Written exercise
Extract every line of the listing below and reproduce each one verbatim, from the first to the last.

#####

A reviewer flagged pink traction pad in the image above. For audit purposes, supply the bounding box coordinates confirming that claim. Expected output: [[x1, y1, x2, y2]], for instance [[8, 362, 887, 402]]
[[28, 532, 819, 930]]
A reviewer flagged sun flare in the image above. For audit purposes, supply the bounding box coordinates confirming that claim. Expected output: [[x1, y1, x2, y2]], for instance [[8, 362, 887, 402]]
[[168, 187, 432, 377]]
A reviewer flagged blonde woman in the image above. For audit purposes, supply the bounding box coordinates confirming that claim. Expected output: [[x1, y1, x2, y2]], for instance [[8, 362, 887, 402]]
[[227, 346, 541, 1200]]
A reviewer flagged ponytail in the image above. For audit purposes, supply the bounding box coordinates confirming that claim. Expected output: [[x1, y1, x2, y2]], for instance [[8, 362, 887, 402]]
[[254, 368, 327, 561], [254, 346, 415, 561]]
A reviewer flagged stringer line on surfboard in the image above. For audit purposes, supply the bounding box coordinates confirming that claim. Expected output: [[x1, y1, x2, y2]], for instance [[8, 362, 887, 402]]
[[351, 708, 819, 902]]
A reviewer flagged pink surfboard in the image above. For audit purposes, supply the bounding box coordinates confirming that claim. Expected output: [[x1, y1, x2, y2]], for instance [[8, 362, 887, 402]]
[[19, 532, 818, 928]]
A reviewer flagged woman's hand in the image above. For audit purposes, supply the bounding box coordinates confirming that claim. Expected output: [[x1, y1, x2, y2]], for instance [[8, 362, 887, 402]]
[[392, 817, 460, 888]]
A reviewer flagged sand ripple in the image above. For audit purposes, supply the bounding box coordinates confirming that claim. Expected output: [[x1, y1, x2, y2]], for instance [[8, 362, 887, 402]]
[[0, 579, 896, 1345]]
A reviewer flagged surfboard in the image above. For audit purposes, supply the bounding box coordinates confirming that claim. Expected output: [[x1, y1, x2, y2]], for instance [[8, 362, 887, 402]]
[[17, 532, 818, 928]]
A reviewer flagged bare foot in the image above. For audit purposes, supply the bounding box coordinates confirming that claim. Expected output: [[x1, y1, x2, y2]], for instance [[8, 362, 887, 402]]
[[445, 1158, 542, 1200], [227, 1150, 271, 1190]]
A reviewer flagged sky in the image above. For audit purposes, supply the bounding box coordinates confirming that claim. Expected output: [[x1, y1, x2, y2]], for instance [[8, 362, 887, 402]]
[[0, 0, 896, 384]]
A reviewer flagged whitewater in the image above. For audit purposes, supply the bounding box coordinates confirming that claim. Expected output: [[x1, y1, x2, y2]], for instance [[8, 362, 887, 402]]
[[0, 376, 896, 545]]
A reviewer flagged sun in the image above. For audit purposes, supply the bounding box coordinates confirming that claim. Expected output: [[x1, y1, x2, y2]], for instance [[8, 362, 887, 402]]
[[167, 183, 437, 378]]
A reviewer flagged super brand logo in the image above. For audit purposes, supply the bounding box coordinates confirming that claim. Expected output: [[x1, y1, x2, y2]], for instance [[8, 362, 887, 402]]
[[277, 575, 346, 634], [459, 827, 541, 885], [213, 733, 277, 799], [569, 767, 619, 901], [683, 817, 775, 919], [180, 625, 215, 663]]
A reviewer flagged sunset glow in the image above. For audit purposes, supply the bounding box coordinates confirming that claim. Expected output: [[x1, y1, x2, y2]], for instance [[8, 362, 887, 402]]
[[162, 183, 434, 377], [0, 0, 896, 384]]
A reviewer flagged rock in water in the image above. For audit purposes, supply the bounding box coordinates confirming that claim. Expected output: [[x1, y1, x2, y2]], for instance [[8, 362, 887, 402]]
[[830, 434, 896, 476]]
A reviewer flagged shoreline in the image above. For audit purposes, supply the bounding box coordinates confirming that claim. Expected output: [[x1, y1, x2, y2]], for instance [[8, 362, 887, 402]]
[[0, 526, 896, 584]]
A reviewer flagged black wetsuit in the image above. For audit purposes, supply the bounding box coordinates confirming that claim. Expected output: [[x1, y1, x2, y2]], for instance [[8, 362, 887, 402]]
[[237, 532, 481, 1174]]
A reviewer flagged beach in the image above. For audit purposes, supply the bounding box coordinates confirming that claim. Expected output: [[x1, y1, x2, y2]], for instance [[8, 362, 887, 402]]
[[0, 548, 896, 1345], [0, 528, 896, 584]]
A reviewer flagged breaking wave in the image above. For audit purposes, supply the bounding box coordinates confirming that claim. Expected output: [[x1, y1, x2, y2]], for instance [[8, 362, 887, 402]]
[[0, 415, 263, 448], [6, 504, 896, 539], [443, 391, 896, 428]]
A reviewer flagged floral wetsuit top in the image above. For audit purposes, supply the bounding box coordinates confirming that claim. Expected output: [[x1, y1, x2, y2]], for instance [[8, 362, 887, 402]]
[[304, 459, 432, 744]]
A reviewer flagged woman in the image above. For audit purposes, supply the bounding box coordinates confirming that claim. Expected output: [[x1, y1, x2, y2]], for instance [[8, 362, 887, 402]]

#####

Output for this task
A reviewer flagged pink traction pad in the image above. For audit purposes, supply the bounding box coordinates confirming that claim. Expected output: [[x1, y1, x2, y2]], for instance [[8, 362, 887, 402]]
[[28, 532, 819, 930]]
A reviewer flagged sun flare in the image above. For audit purposes, supply the bounding box coordinates confirming that claim. Expected output: [[x1, y1, x2, y2]], for instance [[8, 362, 887, 402]]
[[168, 187, 432, 377]]
A reviewer flagged blonde woman in the image above. For audit purposes, supply the bounding box coordinates confirming that claim. Expected output: [[x1, y1, x2, y2]], for instance [[8, 362, 887, 402]]
[[227, 346, 541, 1200]]
A reviewer flagged ponytail in the image above. For audit purposes, supply the bounding box coordinates confirming that claim. Expected output: [[x1, y1, x2, y2]], for instance [[8, 362, 887, 402]]
[[254, 368, 327, 561], [254, 346, 415, 561]]
A reviewer flagged stringer line on surfboard in the image above. For audit purposes, supply the bounding box coordinates confirming that claim. Expected output: [[x1, y1, x2, y2]], for instance [[8, 362, 887, 402]]
[[351, 708, 819, 902]]
A reviewer flagged pink surfboard in the image above. For audit purposes, supply the bounding box coordinates confirming that claim. Expected output: [[x1, y1, x2, y2]], for instance [[8, 362, 887, 402]]
[[19, 532, 818, 928]]
A reviewer flagged woman's hand in the image above. For audit purposes, supply the bounding box coordinates confirming that claim. Expected output: [[x1, y1, x2, y2]], for instance [[8, 362, 887, 402]]
[[392, 817, 460, 888]]
A reviewer flagged sand ripple in the image above. For audit purposes, supply the bounding box coordinates confirming that claim. Expected output: [[x1, y1, x2, y2]], for instance [[8, 362, 887, 402]]
[[0, 579, 896, 1345]]
A reviewer flagged surfboard in the image above. For audit purposes, supply the bounding box coordinates confirming that claim. Expected output: [[x1, y1, x2, y2]], for instance [[8, 362, 887, 402]]
[[17, 532, 818, 928]]
A reviewer flagged bare foot in the image above. For audit purposes, supply the bounding box coordinates confirming that claim. Expected output: [[x1, y1, x2, y2]], for instance [[8, 362, 887, 402]]
[[445, 1158, 542, 1200], [227, 1150, 271, 1190]]
A reviewer flagged sky in the image above. For audit purposes, supply the bounding box coordinates confirming that claim. Expected output: [[x1, y1, x2, y2]], for instance [[8, 362, 887, 402]]
[[0, 0, 896, 384]]
A reviewer flagged whitewater in the image above. For audit purposes, supply the bounding box coordinates confirming that claim. Expected output: [[x1, y1, x2, y2]], for instance [[8, 362, 887, 402]]
[[0, 376, 896, 545]]
A reviewer flagged sun in the image above. For audit purposes, supply the bounding box coordinates confirming that claim. Expected output: [[x1, y1, x2, y2]], for instance [[8, 362, 887, 402]]
[[167, 183, 437, 378]]
A reviewer flagged super brand logo in the image above. For audit purposes, supply the bounding box coordinates confirming that claim. Expected output: [[x1, y1, x2, y2]], for instance [[8, 362, 887, 402]]
[[277, 575, 346, 634], [459, 827, 541, 885], [213, 733, 277, 799], [569, 767, 619, 901], [683, 817, 775, 919], [180, 625, 215, 663]]
A reviewer flagged sunset glow in the image above. For audit purposes, supply the bounding box coordinates confirming that claim. Expected output: [[x1, y1, x2, y2]], for instance [[8, 362, 887, 402]]
[[162, 183, 434, 377], [0, 0, 896, 384]]
A reviewer flagged rock in water in the image above. For audit purposes, supply the bounding box coordinates confirming that claim. Expected output: [[x1, y1, x2, y2]], for instance [[8, 362, 887, 402]]
[[830, 434, 896, 476]]
A reviewer flagged shoreline in the image above. For audit purposes, supply the bounding box coordinates confirming that claim. Expected output: [[x1, y1, x2, y2]], for instance [[8, 362, 887, 402]]
[[0, 526, 896, 584]]
A reviewer flagged black wetsuit in the image above. For audit purposes, supply the bounding box coordinates confirming that claim. Expected output: [[x1, y1, x2, y2]], for instance [[8, 362, 887, 402]]
[[237, 532, 481, 1174]]
A reviewer flagged beach in the image above. For audit purposes, supply the bounding box coordinates confirming that claim. Expected output: [[x1, y1, x2, y2]], for instance [[8, 362, 887, 402]]
[[0, 548, 896, 1345], [0, 528, 896, 584]]
A reviewer flagged breaking wave in the image above. For audit purposes, supply the bounding box coordinates confirming that claim. Expected output: [[x1, y1, x2, y2]], for instance [[8, 362, 887, 402]]
[[0, 415, 263, 448], [6, 504, 896, 539], [443, 391, 896, 428]]
A reviewer flagged floral wetsuit top in the image above. For audit purposes, supply the bounding box coordinates confirming that claim. Expected output: [[x1, y1, x2, y2]], for instance [[8, 362, 887, 402]]
[[304, 459, 432, 744]]
A reviewer flagged woman in the image above. For audit purposes, supply the bounding box coordinates confirming that claim. Expected output: [[x1, y1, x2, y2]], for instance [[8, 362, 887, 402]]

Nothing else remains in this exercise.